Copia sin cambios el fragmento del texto sobre la sanidad pública que empieza en "El caso de esta" y termina en "y ciudadanos resignados?".

TEXTO PROPORCIONADO>

━━━━

Una niña de dos años perdió ambas piernas por una infección mal tratada en un centro sanitario de las islas. La noticia ya sería desgarradora por sí sola, pero lo es aún más cuando la Justicia explica que la amputación pudo evitarse con un tratamiento adecuado. El TSJC ha condenado al Servicio Canario de la Salud a indemnizar con más de 273.000 euros a los padres de la menor, por no hacer lo que había que hacer cuando aún se podía. No se le administraron antibióticos eficaces a tiempo, no se le practicaron las pruebas necesarias, no se registraron parámetros básicos como la saturación de oxígeno o la temperatura. Y todo eso pasó en una sanidad pública que seguimos considerando “una de las mejores del mundo”.

 

¿Ha comenzado a fallar nuestro modelo sanitario público? Las cifras de migración al sector privado alarman: el año pasado, más de doce millones y medio de personas —cerca del 30 por ciento de la población española— contaban con seguro médico privado, ya sea individual o mutualista. Las clínicas y hospitales privados llevaron a cabo más del 40 por ciento de las operaciones y atendieron un tercio de las urgencias, liberando presión del sistema público. La saturación del Servicio Nacional de la Salud, con 846.000 pacientes en listas de espera quirúrgicas –con media de espera de 126 días- y cerca de 4 millones pendientes de consulta -105 días de media- no es lo único que ha impulsado el auge de lo privado. Las encuestas señalan la caída de valoración del sistema público: en 2024 sólo el 55 por ciento de los encuestados consideraba que funciona bien, frente al 70 por ciento de antes de la pandemia; y a cerca de un 16 por ciento que cree que va mal y necesita cambios profundos. La confianza en la sanidad pública disminuye rápidamente.

 

El caso de la niña que perdió sus piernas, trágico, brutal e injustificable, es más síntoma que anécdota. No parece responder a un error humano, de esos que ocurren hasta en los sistemas más robustos, sino de una cadena de omisiones que se parecen demasiado a una rutina. Si falla la historia clínica, no hay pediatras que controlen, no se aplican los protocolos, ni se evalúan los síntomas más obvios, no estamos ante una excepción. Estamos ante un sistema enfermo. Millones de ciudadanos asumen hoy como inevitable que tendrán que pagar un seguro médico privado para acceder a una atención mínimamente eficaz. Y lo peor es que muchos de ellos descubren después que la sanidad privada tampoco garantiza nada. Las listas de espera quirúrgicas no son tan distintas, las urgencias colapsan igual, y los errores —como muestran sentencias millonarias recientes— ocurren también allí, con una frecuencia que desmiente a la propaganda. Algo va muy mal cuando la gente acepta pagar dos veces por el mismo derecho: con sus impuestos y con su bolsillo. El modelo funcionó, pero ahora muestra grietas estructurales. Está desbordado y mal gestionado. El Covid reventó sus costuras, y lo que vino después ha sido un deterioro silencioso, que no es casual, sino fruto de una cultura social que ha integrado la ineficacia, el corporativismo y la impunidad con la precariedad laboral, la falta de planificación, y la ausencia de responsabilidad.

 

El caso de esta niña es un ejemplo claro de cómo un error médico individual y grave puede provocar desconfianza en el estado de bienestar como sistema. El juez ha sugerido que los responsables deberían responder personalmente, y no repartir el coste de su negligencia entre todos los contribuyentes. Seguramente tiene razón. Pero eso no resuelve el dilema que enfrenta el sistema, que es el de mantener la universalidad y el acceso de todos a la atención sanitaria, mientras se gestiona el envejecimiento de la población y la presión fiscal. Equilibrar derechos y responsabilidad fiscal es clave para que el sistema pueda mantenerse. Pero ese es el debate al que nadie quiere dedicarle ni un minuto de tiempo.

 

¿Y si este estado de bienestar defectuoso se ha convertido en lastre para gobiernos sin coraje y ciudadanos resignados?

━━━━

DATOS REGISTRADOS>
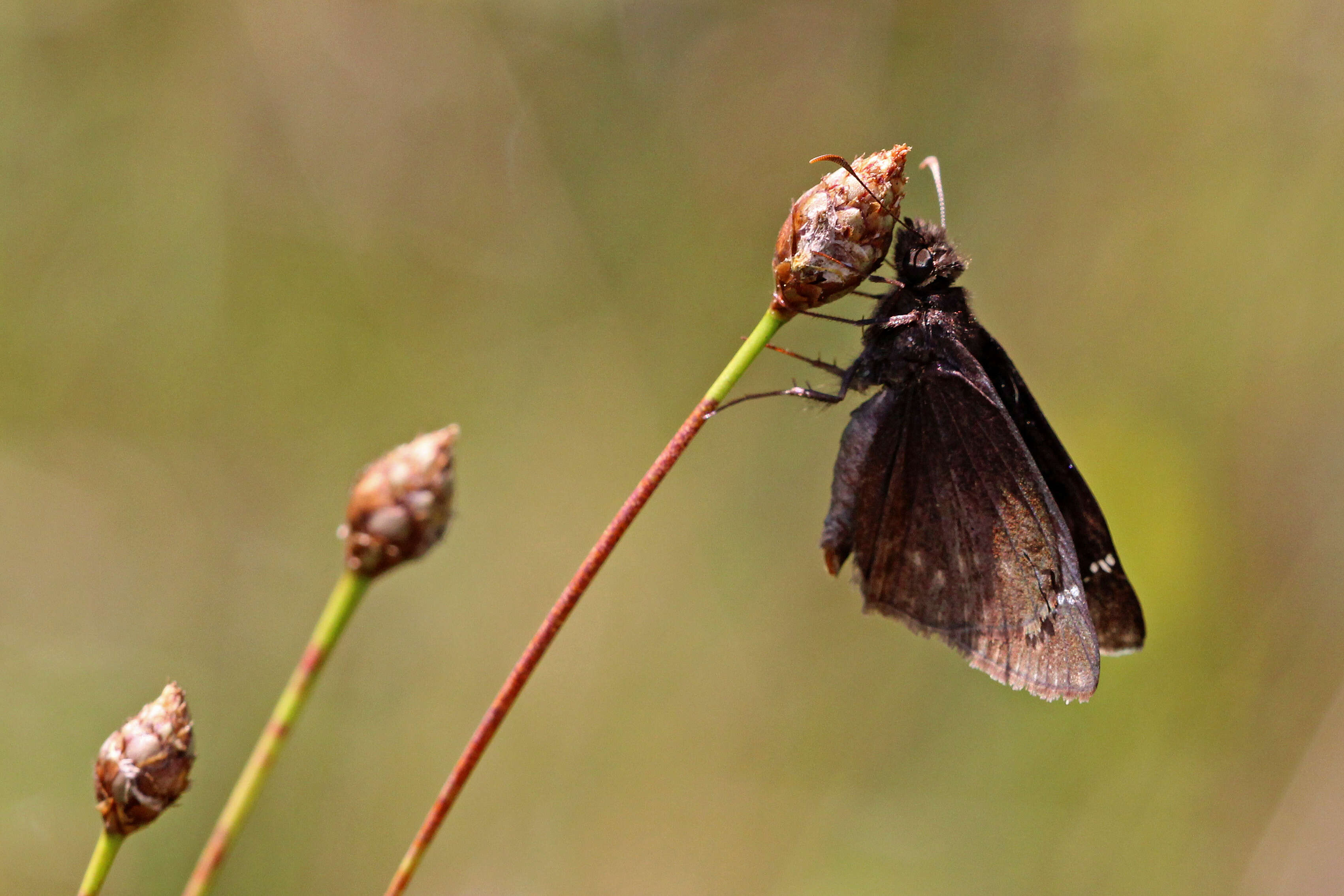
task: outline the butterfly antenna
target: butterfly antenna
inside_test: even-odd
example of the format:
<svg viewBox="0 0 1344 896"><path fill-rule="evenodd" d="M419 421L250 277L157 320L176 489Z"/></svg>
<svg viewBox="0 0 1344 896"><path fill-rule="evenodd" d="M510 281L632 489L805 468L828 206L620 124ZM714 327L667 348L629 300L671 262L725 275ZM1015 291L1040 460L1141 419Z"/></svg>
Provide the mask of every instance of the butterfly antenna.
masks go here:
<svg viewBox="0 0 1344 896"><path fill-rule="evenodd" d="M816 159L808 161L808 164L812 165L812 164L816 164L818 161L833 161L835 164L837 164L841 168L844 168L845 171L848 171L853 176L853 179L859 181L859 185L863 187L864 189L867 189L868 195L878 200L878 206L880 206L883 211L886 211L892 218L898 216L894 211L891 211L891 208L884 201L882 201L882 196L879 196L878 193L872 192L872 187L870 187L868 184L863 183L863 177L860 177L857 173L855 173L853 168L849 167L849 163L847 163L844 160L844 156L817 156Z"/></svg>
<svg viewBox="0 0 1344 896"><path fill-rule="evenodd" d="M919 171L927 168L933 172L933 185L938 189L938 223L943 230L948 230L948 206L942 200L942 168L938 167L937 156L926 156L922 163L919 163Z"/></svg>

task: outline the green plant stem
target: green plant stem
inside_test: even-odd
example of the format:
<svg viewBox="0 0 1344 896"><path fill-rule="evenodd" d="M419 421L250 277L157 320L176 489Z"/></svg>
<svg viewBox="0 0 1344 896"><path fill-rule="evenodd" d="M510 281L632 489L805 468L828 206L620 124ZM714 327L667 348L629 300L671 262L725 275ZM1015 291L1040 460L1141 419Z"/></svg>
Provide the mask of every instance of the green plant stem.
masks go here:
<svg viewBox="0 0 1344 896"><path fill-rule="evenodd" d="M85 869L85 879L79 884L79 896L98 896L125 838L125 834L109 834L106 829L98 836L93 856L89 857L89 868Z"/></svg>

━━━━

SOLUCIÓN DE LA TAREA>
El caso de esta niña es un ejemplo claro de cómo un error médico individual y grave puede provocar desconfianza en el estado de bienestar como sistema. El juez ha sugerido que los responsables deberían responder personalmente, y no repartir el coste de su negligencia entre todos los contribuyentes. Seguramente tiene razón. Pero eso no resuelve el dilema que enfrenta el sistema, que es el de mantener la universalidad y el acceso de todos a la atención sanitaria, mientras se gestiona el envejecimiento de la población y la presión fiscal. Equilibrar derechos y responsabilidad fiscal es clave para que el sistema pueda mantenerse. Pero ese es el debate al que nadie quiere dedicarle ni un minuto de tiempo.

 

¿Y si este estado de bienestar defectuoso se ha convertido en lastre para gobiernos sin coraje y ciudadanos resignados?